#### Data provided:
____________

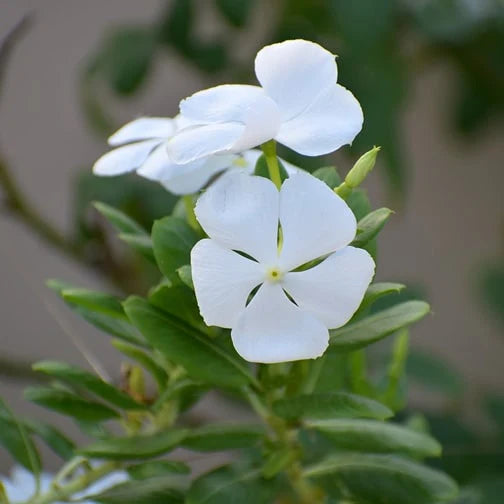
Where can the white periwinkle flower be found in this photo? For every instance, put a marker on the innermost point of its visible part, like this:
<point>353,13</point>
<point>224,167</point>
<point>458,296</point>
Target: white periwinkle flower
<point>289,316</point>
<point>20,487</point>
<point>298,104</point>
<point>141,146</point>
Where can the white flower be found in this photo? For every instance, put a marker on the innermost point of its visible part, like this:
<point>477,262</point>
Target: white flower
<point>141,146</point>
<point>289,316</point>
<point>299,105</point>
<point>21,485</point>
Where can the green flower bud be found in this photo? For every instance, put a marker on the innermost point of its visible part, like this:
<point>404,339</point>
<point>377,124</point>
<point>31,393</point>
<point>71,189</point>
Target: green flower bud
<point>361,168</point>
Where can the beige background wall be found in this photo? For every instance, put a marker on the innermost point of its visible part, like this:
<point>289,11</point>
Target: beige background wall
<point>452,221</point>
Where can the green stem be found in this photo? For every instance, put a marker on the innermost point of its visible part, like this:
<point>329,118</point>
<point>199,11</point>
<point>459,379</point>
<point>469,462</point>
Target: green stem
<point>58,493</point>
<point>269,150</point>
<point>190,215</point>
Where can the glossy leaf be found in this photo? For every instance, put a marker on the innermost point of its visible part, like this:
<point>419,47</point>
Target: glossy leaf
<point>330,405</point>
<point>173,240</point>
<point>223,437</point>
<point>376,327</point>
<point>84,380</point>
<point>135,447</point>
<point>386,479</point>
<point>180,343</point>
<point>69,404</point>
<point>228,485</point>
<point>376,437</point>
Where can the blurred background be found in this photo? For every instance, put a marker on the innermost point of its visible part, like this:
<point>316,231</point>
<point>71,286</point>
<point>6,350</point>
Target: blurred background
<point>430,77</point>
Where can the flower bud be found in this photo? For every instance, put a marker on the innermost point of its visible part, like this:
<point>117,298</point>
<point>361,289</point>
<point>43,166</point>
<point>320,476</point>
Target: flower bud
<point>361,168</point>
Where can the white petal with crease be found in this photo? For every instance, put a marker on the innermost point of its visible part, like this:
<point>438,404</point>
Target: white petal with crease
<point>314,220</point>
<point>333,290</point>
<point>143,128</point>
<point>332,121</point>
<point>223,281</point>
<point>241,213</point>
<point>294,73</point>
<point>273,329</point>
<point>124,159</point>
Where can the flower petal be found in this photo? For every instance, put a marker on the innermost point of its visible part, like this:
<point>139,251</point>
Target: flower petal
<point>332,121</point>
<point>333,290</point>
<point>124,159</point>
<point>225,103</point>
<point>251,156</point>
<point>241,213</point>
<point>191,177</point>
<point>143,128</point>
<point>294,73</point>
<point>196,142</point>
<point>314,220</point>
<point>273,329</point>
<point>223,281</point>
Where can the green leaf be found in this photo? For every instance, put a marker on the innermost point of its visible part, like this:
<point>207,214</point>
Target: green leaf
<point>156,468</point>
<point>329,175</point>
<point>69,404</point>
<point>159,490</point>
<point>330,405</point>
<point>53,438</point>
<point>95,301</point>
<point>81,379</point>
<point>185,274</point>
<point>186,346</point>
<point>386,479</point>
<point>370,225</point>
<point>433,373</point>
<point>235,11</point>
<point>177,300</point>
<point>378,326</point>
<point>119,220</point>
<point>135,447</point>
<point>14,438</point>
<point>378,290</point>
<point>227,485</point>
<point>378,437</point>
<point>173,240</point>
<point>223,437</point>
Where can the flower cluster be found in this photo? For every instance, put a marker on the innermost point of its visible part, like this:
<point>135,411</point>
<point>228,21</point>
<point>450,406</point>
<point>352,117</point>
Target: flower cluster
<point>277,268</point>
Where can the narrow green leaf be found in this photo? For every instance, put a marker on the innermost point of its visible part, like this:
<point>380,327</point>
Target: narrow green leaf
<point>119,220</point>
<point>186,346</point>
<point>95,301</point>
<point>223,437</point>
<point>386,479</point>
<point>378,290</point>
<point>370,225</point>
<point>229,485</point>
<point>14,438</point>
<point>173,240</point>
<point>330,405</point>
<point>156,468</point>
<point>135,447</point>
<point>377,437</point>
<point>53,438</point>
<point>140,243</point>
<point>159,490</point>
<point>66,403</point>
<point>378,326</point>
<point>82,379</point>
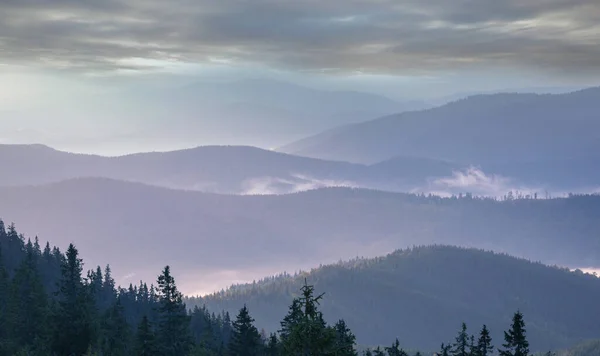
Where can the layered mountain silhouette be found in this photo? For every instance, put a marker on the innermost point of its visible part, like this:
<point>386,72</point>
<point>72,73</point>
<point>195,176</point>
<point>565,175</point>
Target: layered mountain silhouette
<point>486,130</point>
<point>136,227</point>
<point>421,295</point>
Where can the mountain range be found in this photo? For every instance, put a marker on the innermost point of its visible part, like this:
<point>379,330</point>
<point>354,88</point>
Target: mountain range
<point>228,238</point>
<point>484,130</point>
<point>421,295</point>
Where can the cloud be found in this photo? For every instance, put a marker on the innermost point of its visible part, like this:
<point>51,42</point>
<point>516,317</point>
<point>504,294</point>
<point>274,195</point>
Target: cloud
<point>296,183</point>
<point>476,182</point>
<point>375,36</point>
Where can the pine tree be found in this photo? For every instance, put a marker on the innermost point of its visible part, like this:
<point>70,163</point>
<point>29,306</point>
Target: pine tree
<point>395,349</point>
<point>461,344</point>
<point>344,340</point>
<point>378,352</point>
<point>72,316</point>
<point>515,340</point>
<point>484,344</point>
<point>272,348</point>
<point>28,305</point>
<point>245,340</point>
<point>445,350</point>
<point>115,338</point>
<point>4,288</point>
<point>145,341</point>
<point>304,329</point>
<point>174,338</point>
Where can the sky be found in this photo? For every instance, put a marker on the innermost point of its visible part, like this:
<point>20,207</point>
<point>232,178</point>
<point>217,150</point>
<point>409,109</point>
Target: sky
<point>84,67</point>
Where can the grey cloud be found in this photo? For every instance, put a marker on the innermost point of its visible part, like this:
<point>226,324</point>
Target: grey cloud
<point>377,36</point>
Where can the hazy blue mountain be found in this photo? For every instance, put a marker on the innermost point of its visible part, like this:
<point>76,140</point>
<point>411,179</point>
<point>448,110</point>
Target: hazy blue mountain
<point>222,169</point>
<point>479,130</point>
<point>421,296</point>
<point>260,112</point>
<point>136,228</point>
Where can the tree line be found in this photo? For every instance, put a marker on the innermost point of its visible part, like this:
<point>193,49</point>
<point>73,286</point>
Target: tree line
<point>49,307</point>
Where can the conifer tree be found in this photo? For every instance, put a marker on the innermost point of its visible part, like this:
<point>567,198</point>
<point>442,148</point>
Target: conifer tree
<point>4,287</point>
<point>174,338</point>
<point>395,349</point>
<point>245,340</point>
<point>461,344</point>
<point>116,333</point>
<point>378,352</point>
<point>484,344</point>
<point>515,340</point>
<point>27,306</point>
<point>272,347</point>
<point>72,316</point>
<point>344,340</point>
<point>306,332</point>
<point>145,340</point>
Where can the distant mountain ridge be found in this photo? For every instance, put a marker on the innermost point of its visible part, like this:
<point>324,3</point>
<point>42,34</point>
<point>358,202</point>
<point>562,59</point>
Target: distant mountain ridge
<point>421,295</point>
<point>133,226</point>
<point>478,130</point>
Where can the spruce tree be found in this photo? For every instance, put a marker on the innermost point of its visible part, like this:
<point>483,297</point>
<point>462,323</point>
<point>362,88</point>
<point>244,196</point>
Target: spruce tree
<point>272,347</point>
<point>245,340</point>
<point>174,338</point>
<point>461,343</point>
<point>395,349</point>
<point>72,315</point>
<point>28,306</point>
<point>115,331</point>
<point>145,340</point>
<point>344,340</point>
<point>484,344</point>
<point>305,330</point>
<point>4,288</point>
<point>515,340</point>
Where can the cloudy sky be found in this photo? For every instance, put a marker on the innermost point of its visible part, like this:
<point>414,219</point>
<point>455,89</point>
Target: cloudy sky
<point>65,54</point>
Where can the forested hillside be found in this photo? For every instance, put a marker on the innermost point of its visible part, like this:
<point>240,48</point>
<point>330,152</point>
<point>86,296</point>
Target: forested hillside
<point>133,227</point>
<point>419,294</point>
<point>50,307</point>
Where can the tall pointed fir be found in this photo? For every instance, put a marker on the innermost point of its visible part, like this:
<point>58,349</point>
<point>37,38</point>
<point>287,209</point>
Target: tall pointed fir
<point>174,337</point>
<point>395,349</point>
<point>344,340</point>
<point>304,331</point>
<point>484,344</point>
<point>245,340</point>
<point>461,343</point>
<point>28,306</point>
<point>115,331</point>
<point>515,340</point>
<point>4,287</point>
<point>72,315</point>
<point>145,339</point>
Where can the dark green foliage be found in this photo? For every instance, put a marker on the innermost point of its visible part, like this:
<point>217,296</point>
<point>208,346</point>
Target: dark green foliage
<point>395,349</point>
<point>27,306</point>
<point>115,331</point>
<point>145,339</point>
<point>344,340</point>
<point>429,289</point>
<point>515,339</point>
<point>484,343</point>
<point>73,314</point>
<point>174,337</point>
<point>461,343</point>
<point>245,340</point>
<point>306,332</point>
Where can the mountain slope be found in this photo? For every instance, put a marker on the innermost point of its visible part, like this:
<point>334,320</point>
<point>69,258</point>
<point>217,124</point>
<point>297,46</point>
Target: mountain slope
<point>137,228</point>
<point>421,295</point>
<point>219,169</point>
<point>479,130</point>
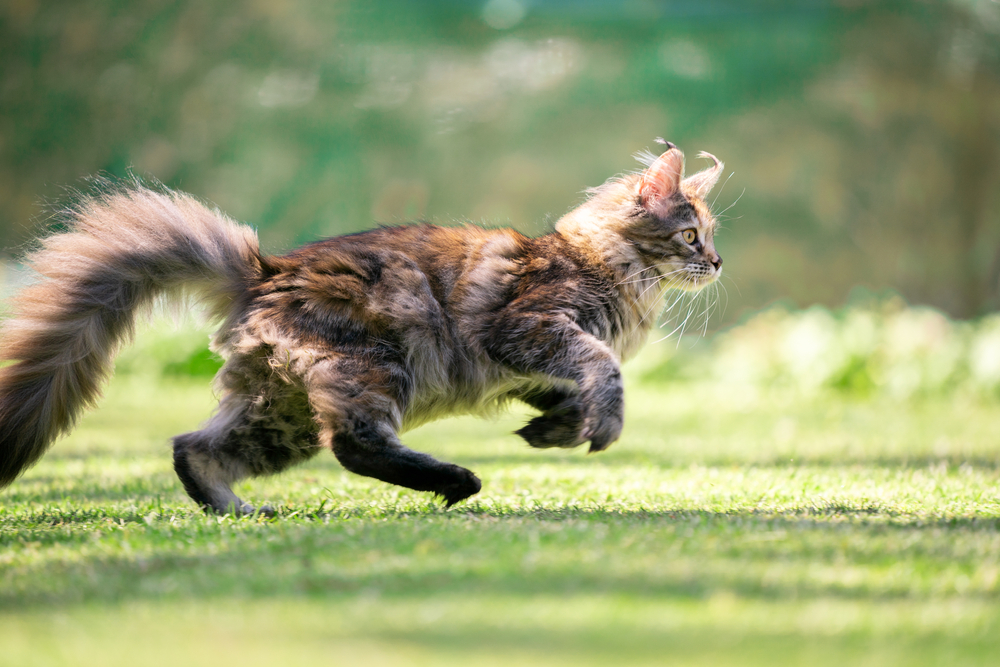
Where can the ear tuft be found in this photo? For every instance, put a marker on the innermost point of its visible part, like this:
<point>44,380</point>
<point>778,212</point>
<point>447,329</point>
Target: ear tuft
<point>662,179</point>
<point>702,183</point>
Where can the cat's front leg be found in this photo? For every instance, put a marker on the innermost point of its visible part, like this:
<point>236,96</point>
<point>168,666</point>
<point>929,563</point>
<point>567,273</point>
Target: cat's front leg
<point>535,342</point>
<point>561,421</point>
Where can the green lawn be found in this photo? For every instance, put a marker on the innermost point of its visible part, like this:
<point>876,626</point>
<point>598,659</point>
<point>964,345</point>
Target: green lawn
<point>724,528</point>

____________

From the records above, print only the lines between the one holding "Target: beige background wall" and the one holding "<point>469,462</point>", inclusive, exactly as they stand.

Target: beige background wall
<point>452,221</point>
Where can the green stem be found in this photo? For every instance, put a marker on the innermost point of its visible part, like this:
<point>329,118</point>
<point>199,11</point>
<point>459,379</point>
<point>469,462</point>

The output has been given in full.